## Extract to read:
+ + + +

0

I am having some trouble with creating a functor properly to access a device vector. Basically, I have two device vectors that I would like to use inside a functor. The functor is called during a for_each.

Here is my functor:

struct likelihood_functor
{
int N;
float* v1;
float* v2;

likelihood_functor(int _N, float* _v1, float* _v2) : N(_N),v1(_v1),v2(_v2) {}
template <typename Tuple>

__host__ __device__ void operator()(Tuple t)
{
    float A = thrust::get<0>(t);
    float rho = thrust::get<1>(t);
    float mux = thrust::get<2>(t);
    float muy = thrust::get<3>(t);
    float sigx = thrust::get<4>(t);
    float sigy = thrust::get<5>(t);

    thrust::device_ptr<float> v1_p(v1);
    thrust::device_vector<float> X(v1_p,v1_p+N);
            thrust::device_ptr<float> v2_p(v2);
    thrust::device_vector<float> Y(v2_p,v2_p+N);

    thrust::get<6>(t) = 600*logf(A)
        - 600/2*logf(sigx*sigx*sigy*sigy*(1-rho*rho))
        - thrust::reduce(X.begin(),X.end())
        - thrust::reduce(Y.begin(),Y.end())
        - 2*rho/(sigx*sigy);
}
};

And here is my main():

int main(void)

+ + + +

## Data:

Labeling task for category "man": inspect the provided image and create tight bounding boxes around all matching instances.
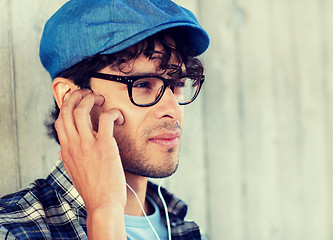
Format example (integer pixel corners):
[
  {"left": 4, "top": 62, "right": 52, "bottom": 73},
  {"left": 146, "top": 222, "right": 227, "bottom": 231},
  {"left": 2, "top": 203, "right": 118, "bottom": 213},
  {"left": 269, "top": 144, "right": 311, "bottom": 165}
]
[{"left": 0, "top": 0, "right": 209, "bottom": 239}]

+ + + +

## Exercise requirements:
(1) Please write out the passage from "- 600/2*logf(sigx*sigx*sigy*sigy*(1-rho*rho))" to "int main(void)" in the forum post about the Thrust functor above.
(2) Answer these questions from the forum post about the Thrust functor above:
(a) During what call is the functor invoked?
(b) What is the name of the struct the poster defines?
(c) What type are the members v1 and v2?
(3) Carry on the forum post about the Thrust functor from the point where it stops.

## Written responses:
(1)
- 600/2*logf(sigx*sigx*sigy*sigy*(1-rho*rho))
        - thrust::reduce(X.begin(),X.end())
        - thrust::reduce(Y.begin(),Y.end())
        - 2*rho/(sigx*sigy);
}
};

And here is my main():

int main(void)

(2)
(a) A for_each.
(b) likelihood_functor.
(c) float*.

(3)
{

// create a 2D dataset
const int N=2500; //number of counts

thrust::device_vector<float> data_x(N);
thrust::device_vector<float> data_y(N);

thrust::counting_iterator<unsigned int> begin(0);
    thrust::transform(begin,
        begin + N,
        data_x.begin(),
        get_normal(5.f,1.f,2.f));
thrust::transform(begin,
        begin + N,
        data_y.begin(),
        get_normal(5.f,1.f,2.f));

    //
    // Some code here to initiate A_n, rho_na, mux_n etc...
    //

// apply the transformation
thrust::for_each(
    thrust::make_zip_iterator( 
      thrust::make_tuple(A_n.begin(), rho_n.begin(), mux_n.begin(),  muy_n.begin(), sigx_n.begin(),sigy_n.begin(), L.begin()) 
    ), 
    thrust::make_zip_iterator( 
      thrust::make_tuple(A_n.end(), rho_n.end(), mux_n.end(), muy_n.end(), sigx_n.end(),sigy_n.end(),L.end())
    ), 
    likelihood_functor(N,thrust::raw_pointer_cast(&(data_x[0])),thrust::raw_pointer_cast(&(data_y[0])))
    );

// print the output
for(int i=0; i<4096; i++)
{
    std::cout << "[" << i << "] : " << L[i] <<std::endl;
}

}

The code compile, but it does not run. I know it is because in my functor, the device_vector X and Y are not done properly.

I have used the same code to create X and Y in my main function, and when I do this, the program runs fine (in this case, I do not call the functor). What is different from inside a functor that would make something work in the main program and not in the functor?

Is there another way of doing what I am trying to do?

Thank you for the help!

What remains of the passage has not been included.